Prompt ▸
Restate word for word the line containing "Can you find the dark rock" and each line that follows it, through the last line below, and nothing else.

╭──

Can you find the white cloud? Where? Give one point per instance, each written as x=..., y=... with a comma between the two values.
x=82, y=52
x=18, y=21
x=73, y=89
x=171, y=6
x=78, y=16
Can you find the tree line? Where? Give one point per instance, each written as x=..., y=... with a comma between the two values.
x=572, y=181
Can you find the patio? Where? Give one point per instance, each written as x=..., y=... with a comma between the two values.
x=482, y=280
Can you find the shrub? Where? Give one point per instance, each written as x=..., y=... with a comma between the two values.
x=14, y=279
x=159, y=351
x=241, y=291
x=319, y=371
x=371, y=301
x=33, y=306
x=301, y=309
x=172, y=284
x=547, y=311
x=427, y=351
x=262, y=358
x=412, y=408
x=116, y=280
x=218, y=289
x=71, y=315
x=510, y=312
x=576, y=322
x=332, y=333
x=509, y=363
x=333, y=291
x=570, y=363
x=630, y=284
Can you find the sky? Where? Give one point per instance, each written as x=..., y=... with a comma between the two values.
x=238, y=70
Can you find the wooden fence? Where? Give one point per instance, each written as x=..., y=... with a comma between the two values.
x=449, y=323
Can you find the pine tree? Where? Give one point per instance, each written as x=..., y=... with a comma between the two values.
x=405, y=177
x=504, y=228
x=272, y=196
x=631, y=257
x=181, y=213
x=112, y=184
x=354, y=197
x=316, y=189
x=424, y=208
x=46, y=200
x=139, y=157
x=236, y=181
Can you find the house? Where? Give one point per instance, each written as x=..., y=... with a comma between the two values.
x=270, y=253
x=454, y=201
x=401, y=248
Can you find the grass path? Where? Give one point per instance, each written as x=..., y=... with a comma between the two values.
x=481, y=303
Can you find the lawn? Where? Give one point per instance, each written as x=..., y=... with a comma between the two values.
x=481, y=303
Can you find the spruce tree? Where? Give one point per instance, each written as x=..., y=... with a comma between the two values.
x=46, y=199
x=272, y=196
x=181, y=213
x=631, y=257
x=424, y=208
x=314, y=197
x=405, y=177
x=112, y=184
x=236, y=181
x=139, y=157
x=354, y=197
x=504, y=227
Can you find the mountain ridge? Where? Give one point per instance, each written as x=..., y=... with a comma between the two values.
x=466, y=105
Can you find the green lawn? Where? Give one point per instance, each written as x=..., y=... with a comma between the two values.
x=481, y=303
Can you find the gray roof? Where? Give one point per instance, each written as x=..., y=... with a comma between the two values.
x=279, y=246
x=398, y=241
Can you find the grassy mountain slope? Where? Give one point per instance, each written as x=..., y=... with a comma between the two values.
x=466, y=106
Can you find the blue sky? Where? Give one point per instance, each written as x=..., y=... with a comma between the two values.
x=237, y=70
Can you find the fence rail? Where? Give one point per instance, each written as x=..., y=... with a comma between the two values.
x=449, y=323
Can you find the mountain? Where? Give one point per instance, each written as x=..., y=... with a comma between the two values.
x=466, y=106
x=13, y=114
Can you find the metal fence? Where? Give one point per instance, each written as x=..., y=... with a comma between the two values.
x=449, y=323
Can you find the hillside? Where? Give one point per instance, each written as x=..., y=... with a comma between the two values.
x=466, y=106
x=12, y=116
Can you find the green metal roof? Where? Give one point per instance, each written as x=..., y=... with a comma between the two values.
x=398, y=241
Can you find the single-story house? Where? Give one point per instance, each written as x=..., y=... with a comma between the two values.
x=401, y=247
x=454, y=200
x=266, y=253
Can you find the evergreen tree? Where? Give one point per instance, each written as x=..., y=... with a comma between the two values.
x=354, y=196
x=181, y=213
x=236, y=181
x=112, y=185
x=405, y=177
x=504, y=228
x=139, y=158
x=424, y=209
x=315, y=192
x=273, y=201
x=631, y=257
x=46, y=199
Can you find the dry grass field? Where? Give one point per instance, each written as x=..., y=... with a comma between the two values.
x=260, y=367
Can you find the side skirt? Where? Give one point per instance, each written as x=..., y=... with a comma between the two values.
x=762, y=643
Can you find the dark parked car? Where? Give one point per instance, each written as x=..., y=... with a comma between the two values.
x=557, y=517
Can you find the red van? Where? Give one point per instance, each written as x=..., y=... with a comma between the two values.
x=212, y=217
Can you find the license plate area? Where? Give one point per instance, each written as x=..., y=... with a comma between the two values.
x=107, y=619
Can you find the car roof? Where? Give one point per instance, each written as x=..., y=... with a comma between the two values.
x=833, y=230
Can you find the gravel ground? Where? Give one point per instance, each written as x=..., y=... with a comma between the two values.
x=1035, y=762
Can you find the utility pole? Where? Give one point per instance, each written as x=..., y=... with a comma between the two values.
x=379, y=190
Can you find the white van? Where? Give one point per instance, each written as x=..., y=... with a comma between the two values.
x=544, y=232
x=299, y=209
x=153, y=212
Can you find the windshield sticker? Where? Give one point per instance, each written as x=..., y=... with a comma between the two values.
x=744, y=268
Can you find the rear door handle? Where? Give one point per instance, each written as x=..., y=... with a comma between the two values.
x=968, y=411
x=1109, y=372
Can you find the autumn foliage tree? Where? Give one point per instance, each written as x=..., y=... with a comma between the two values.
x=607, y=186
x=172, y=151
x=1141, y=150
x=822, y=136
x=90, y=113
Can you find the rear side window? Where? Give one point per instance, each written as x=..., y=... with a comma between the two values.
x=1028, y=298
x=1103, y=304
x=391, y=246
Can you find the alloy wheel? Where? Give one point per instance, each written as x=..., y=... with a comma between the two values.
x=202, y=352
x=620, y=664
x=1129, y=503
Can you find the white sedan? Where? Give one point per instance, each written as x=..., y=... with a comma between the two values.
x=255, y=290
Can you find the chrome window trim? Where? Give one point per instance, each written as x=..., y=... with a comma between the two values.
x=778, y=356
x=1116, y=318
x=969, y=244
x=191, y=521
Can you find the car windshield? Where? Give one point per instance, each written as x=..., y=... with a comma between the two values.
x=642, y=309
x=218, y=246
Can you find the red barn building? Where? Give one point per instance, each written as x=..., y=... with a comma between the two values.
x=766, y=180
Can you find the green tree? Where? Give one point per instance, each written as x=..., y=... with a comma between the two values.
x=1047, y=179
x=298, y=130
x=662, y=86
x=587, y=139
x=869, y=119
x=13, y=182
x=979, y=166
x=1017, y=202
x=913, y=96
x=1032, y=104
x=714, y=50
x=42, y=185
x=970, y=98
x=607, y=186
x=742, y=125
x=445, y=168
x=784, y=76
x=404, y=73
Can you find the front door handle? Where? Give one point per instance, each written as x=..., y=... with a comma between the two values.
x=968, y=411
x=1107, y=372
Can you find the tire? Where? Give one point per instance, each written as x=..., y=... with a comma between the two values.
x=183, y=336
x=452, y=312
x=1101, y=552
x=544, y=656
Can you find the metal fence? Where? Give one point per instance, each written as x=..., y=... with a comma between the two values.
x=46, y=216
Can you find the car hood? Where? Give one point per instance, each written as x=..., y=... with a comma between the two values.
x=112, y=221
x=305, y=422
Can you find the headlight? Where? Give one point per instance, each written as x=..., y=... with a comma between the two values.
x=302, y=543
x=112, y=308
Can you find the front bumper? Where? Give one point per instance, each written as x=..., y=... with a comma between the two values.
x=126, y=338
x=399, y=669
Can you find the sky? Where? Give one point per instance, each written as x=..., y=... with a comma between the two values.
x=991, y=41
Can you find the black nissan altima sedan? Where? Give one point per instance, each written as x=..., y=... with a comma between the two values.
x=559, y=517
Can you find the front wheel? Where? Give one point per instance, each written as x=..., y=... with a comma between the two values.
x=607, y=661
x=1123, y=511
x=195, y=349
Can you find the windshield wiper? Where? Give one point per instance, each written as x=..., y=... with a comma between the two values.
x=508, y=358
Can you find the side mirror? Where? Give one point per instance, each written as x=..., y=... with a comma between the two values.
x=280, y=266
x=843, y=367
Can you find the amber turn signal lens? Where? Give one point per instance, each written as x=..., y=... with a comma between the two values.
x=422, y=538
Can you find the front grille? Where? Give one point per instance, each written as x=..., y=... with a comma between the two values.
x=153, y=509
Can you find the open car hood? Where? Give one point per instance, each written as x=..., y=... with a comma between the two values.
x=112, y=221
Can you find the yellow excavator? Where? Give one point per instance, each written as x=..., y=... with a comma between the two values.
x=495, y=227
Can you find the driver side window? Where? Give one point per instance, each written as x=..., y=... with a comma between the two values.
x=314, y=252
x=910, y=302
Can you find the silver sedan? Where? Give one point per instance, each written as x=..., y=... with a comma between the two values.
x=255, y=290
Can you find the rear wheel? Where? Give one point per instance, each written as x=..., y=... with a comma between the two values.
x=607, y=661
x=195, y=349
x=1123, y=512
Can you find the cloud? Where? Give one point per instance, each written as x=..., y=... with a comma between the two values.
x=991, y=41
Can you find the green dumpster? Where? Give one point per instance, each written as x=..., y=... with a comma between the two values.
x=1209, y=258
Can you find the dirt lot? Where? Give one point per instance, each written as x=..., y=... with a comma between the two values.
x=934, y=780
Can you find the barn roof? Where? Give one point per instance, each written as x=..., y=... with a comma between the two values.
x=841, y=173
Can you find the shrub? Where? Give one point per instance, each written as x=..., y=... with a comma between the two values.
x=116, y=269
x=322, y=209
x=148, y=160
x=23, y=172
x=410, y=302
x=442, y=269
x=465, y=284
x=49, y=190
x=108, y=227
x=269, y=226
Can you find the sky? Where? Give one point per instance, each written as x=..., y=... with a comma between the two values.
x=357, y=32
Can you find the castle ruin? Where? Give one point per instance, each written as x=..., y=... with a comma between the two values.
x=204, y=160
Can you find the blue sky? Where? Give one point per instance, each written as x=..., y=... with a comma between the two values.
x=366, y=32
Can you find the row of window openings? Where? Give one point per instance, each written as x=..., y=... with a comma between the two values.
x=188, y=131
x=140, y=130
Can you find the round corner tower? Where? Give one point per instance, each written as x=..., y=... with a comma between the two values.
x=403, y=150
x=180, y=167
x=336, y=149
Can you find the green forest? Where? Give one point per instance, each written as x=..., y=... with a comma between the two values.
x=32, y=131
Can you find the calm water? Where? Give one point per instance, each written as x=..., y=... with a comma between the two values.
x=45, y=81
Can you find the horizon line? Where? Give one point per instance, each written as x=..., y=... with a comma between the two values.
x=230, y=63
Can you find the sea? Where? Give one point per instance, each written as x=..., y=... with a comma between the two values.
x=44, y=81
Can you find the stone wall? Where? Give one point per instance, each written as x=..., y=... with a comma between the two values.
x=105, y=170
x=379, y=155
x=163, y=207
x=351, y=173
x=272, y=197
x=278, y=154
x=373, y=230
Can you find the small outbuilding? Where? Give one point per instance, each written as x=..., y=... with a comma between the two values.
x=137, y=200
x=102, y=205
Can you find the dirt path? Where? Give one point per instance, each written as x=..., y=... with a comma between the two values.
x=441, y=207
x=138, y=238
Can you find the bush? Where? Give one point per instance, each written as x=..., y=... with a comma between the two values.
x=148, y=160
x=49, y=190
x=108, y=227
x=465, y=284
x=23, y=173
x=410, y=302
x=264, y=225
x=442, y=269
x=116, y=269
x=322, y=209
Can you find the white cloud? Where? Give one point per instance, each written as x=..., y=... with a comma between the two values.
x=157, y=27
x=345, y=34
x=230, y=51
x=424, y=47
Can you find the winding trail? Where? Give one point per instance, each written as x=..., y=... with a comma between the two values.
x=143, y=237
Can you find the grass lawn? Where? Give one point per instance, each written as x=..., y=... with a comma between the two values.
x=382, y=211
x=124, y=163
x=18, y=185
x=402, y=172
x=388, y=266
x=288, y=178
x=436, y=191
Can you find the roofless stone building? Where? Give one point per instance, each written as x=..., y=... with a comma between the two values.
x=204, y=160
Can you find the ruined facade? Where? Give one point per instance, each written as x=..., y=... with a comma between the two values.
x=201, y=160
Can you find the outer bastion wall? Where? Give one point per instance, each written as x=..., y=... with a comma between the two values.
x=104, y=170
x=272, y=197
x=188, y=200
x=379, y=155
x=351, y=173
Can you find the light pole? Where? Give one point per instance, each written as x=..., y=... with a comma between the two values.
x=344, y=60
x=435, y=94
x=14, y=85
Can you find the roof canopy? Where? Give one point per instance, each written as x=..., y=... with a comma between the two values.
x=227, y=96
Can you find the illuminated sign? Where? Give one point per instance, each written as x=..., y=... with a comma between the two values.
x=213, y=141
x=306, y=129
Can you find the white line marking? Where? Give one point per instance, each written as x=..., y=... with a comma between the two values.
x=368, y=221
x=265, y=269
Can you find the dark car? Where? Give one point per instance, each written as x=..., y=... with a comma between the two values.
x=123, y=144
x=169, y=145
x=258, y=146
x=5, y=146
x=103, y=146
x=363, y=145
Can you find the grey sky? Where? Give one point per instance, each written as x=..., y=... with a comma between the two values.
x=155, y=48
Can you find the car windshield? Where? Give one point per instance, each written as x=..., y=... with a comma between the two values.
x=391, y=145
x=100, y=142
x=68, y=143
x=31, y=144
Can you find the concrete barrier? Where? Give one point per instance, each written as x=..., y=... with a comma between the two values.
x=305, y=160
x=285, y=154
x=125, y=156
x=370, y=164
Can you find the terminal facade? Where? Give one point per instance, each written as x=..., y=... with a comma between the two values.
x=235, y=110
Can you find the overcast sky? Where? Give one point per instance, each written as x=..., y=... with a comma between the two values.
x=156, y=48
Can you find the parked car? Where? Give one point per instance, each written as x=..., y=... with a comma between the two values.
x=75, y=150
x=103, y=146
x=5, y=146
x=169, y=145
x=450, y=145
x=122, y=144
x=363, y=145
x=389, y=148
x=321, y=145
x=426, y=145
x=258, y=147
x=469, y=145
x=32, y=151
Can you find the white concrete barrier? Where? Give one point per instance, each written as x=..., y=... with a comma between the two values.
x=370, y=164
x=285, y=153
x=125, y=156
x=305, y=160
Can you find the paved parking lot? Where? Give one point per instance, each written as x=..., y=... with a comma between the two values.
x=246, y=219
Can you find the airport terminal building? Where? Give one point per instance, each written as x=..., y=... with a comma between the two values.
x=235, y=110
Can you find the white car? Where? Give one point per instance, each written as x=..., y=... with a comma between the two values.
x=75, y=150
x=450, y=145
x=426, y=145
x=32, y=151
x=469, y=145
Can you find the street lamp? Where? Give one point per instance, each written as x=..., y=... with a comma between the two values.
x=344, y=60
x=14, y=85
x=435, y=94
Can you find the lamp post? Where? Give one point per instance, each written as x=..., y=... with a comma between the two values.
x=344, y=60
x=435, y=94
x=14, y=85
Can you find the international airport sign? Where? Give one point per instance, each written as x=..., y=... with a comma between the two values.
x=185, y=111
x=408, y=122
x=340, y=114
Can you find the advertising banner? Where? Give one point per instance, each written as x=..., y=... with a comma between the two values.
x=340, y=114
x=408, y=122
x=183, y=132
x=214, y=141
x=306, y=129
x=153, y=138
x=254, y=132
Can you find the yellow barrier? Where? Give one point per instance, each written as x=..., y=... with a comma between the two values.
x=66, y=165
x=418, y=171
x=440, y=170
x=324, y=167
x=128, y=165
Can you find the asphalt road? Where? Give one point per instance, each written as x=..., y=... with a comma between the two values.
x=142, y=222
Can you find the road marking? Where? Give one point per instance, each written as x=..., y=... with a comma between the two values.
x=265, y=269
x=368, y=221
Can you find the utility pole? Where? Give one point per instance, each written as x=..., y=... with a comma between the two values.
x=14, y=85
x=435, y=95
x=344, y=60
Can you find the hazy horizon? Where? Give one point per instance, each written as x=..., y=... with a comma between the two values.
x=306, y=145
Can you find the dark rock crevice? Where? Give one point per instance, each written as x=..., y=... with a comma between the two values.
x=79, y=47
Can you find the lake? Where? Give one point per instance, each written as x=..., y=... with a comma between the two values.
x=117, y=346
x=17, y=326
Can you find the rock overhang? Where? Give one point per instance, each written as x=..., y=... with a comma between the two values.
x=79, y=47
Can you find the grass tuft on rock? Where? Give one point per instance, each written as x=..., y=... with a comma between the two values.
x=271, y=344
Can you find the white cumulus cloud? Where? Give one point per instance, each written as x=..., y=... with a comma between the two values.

╰──

Output of the task ▸
Can you find the dark rock crevice? Where? Give one point per instance, each written as x=..., y=... with a comma between the two values.
x=79, y=47
Can you find the lake? Where? Give one point per instance, each written as x=..., y=... with a comma between the two values.
x=117, y=346
x=17, y=326
Can you find the rock overhang? Where? Give one point per instance, each written as x=..., y=... with a comma between the two values.
x=79, y=47
Can you find the grass tuft on rock? Where? Give one point per instance, each written as x=..., y=... with a comma between the two values.
x=271, y=344
Can you find the white cumulus cloud? Where? Give one point per instance, each written as x=..., y=... with a comma between the two values.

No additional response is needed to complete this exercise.